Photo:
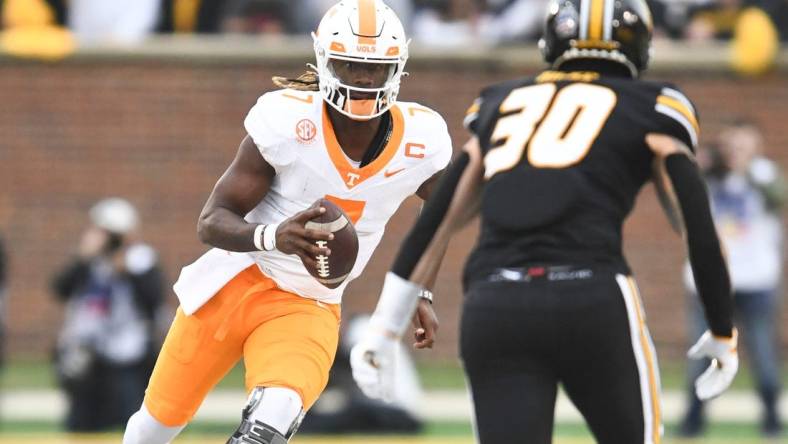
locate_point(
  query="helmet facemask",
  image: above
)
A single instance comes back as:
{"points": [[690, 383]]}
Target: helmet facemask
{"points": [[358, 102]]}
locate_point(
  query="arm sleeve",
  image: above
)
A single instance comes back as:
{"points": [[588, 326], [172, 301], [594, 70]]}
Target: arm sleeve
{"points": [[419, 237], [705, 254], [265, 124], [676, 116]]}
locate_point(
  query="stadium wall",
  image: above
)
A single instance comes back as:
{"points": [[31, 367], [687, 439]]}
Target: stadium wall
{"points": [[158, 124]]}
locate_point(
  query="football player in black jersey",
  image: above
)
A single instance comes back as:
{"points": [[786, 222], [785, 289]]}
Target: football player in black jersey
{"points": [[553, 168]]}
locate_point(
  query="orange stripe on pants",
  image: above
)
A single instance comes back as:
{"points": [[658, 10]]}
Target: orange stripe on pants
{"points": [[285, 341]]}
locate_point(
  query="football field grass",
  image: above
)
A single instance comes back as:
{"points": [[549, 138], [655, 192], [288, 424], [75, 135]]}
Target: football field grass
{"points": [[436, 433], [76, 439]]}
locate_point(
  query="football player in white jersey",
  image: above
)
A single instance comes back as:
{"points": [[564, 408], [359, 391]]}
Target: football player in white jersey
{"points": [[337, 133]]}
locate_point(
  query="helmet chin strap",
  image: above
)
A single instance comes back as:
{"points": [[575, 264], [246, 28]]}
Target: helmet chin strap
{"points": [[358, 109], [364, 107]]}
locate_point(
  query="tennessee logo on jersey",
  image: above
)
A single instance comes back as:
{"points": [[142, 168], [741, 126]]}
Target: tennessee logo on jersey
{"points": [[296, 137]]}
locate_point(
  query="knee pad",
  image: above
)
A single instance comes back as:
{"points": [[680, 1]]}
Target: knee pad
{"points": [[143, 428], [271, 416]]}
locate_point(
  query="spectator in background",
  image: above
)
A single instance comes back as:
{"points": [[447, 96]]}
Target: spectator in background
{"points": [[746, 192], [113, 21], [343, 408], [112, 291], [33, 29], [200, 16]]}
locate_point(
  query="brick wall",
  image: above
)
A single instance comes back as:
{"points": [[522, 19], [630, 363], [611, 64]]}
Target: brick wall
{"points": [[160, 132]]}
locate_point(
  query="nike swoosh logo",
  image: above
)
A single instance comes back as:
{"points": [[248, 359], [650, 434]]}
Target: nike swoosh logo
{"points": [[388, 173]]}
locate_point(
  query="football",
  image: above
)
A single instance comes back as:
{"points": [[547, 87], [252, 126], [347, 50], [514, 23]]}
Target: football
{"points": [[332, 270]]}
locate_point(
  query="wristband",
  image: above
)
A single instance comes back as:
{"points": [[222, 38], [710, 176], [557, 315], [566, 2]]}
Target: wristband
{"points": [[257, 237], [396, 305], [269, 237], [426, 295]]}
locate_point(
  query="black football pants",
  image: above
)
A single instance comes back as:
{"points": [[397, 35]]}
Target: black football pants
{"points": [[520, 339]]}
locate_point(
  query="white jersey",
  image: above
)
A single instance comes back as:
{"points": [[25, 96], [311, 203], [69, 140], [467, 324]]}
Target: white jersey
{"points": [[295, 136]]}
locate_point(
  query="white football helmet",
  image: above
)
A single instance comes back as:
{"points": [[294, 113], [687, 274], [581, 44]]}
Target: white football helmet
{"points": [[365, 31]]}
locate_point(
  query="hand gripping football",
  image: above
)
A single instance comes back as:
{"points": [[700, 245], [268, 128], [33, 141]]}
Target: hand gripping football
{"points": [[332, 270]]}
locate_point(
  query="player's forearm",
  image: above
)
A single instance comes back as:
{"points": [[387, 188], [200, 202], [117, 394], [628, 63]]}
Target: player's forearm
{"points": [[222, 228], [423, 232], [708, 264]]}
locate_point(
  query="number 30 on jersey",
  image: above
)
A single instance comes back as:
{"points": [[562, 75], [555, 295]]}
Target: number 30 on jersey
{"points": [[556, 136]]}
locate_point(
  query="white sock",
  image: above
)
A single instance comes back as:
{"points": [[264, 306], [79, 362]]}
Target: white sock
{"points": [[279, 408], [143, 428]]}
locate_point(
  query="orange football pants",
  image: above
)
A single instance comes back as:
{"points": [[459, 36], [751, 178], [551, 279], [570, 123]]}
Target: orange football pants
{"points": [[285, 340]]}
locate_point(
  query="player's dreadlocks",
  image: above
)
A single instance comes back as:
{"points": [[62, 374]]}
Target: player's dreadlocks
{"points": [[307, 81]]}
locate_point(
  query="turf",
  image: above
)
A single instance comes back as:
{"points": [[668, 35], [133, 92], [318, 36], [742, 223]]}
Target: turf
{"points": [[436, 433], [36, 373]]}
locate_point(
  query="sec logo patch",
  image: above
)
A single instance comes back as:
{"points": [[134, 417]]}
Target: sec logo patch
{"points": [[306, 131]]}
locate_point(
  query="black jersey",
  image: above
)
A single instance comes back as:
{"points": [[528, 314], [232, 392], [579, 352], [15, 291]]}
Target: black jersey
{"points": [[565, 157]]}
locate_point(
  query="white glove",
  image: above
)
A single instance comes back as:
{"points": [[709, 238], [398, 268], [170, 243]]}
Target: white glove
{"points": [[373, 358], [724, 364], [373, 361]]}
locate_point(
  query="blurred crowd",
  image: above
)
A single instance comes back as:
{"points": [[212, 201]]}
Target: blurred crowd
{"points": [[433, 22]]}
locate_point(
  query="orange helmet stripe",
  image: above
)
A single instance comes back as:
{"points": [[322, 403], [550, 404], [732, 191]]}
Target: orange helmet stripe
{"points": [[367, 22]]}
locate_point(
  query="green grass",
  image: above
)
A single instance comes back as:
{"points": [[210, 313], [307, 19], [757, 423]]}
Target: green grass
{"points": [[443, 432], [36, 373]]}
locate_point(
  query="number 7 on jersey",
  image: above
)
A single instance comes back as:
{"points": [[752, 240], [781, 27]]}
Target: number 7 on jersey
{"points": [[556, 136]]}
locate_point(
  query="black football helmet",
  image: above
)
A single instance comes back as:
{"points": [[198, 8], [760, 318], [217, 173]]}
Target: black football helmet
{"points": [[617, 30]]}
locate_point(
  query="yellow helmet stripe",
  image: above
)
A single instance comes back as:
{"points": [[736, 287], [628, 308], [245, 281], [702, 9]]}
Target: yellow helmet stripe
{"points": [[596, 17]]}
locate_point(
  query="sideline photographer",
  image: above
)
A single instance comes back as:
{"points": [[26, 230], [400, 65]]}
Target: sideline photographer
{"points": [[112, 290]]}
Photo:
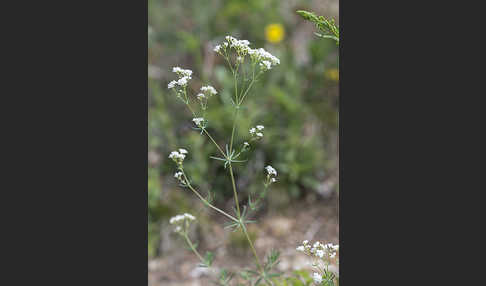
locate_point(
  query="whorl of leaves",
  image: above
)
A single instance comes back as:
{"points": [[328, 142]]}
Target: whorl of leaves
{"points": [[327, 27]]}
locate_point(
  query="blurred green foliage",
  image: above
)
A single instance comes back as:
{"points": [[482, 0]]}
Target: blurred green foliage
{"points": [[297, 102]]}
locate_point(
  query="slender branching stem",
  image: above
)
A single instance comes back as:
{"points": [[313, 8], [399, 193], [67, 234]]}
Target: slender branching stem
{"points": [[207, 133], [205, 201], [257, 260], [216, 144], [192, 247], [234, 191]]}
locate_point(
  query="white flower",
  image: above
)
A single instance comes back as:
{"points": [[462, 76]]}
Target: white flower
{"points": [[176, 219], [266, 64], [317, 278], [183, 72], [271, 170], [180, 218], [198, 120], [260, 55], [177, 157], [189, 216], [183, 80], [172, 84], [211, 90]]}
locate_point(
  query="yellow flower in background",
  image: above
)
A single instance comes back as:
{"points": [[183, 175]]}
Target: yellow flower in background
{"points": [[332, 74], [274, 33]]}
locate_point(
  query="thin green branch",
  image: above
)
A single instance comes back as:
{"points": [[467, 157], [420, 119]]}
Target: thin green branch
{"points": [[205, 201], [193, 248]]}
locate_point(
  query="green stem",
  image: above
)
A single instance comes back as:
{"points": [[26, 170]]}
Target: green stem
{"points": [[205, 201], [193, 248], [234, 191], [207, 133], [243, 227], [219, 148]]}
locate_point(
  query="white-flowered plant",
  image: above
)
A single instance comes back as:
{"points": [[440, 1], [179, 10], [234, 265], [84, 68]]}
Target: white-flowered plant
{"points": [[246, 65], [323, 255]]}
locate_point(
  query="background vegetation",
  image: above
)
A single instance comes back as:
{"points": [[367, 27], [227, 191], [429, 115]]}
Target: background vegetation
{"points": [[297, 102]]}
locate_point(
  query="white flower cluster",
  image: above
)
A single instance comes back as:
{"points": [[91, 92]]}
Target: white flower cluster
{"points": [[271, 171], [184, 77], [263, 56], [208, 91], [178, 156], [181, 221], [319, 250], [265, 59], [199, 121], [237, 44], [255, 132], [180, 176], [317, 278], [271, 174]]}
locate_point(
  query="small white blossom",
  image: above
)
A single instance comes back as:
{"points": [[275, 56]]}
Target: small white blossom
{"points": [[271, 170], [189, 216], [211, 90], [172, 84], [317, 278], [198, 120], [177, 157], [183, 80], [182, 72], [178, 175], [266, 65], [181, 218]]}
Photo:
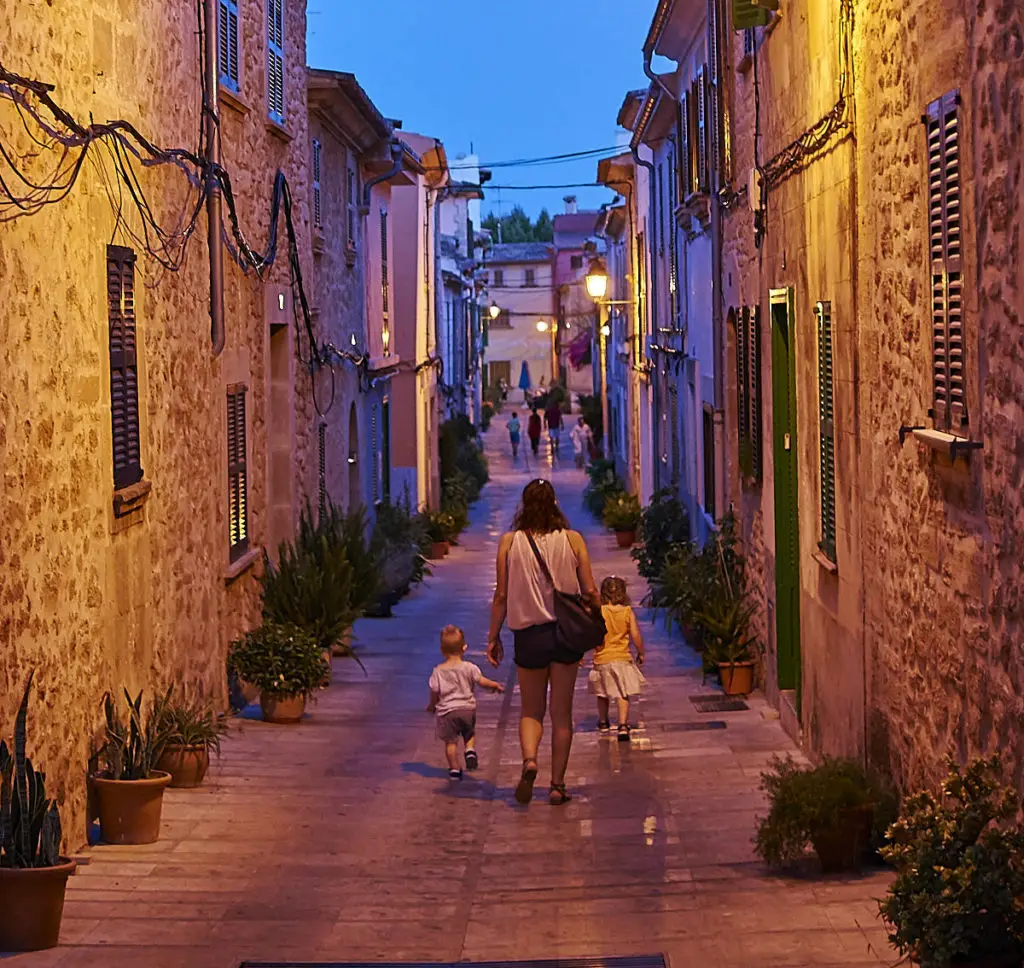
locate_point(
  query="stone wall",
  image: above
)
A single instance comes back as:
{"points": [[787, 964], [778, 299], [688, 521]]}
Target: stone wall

◆ **Requirements**: Gather every line from the entries above that contains the string "sideline". Case counts, so treat capital and lowercase letters as different.

◆ **Full output**:
  query="sideline photographer",
Target: sideline photographer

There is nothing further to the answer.